** START OF INFORMATION SHOWN **
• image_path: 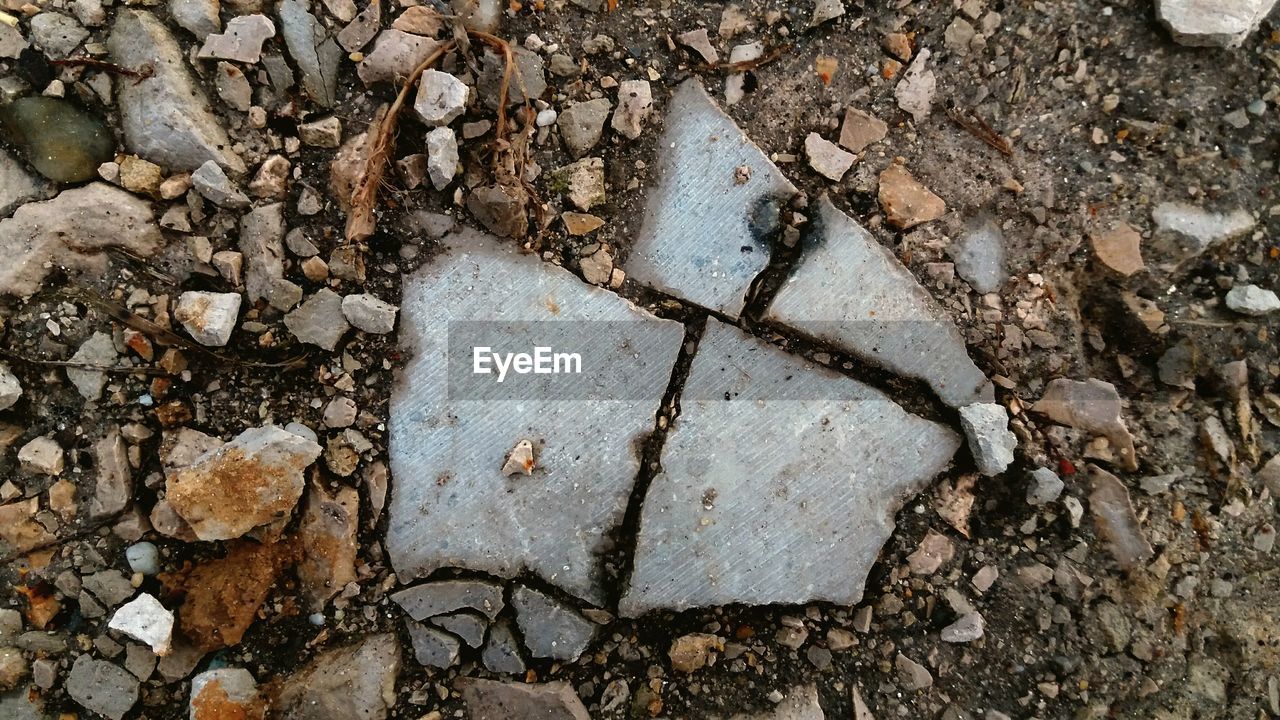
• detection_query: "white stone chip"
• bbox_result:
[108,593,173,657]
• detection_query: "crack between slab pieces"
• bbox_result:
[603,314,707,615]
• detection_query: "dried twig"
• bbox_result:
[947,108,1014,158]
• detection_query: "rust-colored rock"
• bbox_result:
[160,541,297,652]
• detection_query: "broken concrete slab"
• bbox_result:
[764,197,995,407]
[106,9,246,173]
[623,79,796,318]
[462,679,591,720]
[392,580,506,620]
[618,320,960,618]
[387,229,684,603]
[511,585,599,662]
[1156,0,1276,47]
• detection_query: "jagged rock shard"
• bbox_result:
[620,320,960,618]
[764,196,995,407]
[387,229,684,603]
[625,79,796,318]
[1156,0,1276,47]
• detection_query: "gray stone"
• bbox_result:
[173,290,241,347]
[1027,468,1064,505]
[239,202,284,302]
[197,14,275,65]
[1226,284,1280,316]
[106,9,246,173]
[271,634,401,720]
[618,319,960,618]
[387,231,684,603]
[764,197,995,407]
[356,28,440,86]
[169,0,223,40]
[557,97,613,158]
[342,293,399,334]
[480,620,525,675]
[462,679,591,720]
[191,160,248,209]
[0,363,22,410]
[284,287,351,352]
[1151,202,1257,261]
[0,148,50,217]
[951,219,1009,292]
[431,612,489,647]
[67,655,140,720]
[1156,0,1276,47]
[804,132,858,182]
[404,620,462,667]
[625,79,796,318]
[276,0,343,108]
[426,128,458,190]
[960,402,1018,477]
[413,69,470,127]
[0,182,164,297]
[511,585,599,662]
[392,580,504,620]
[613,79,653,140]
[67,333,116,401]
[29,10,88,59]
** END OF INFORMATION SHOWN **
#### WRITTEN TASK:
Reproduce every row above word for word, but leave out the picture.

#### EXERCISE OUTPUT:
• image_path: 
• detection_query: "white stone chip"
• bbox_result:
[108,593,173,657]
• detection_query: "crack between slab pieces"
• bbox_result:
[603,314,707,615]
• detection_query: "dried twig"
• bbox_result:
[947,108,1014,158]
• detection_query: "rust-colored rock"
• bbox_result:
[160,541,297,652]
• detection_query: "broken concrete slab"
• bbox_result:
[764,197,995,407]
[106,9,246,173]
[623,79,796,318]
[462,679,591,720]
[392,580,506,620]
[618,320,960,618]
[387,229,684,603]
[511,585,599,662]
[1156,0,1276,47]
• detection_query: "jagged rock shard"
• bbox_result:
[620,320,960,618]
[764,196,995,407]
[387,229,684,603]
[625,79,796,318]
[1156,0,1276,47]
• detection_query: "gray stone"
• bbox_result:
[173,290,241,347]
[1027,468,1064,505]
[239,202,284,302]
[197,14,275,65]
[1226,284,1280,316]
[106,9,246,173]
[271,634,401,720]
[618,319,960,618]
[387,231,684,603]
[764,197,995,407]
[356,28,440,86]
[169,0,223,40]
[557,97,613,158]
[342,293,399,334]
[480,620,525,675]
[462,679,591,720]
[191,160,248,209]
[0,363,22,410]
[284,287,351,352]
[1151,202,1257,261]
[0,148,50,217]
[951,219,1009,292]
[431,612,489,647]
[67,655,140,720]
[1156,0,1276,47]
[804,132,858,182]
[404,620,462,667]
[625,79,796,318]
[276,0,343,108]
[426,128,458,190]
[960,402,1018,477]
[413,69,470,127]
[0,182,164,297]
[511,585,599,662]
[392,580,504,620]
[613,79,653,140]
[67,333,116,401]
[29,10,88,59]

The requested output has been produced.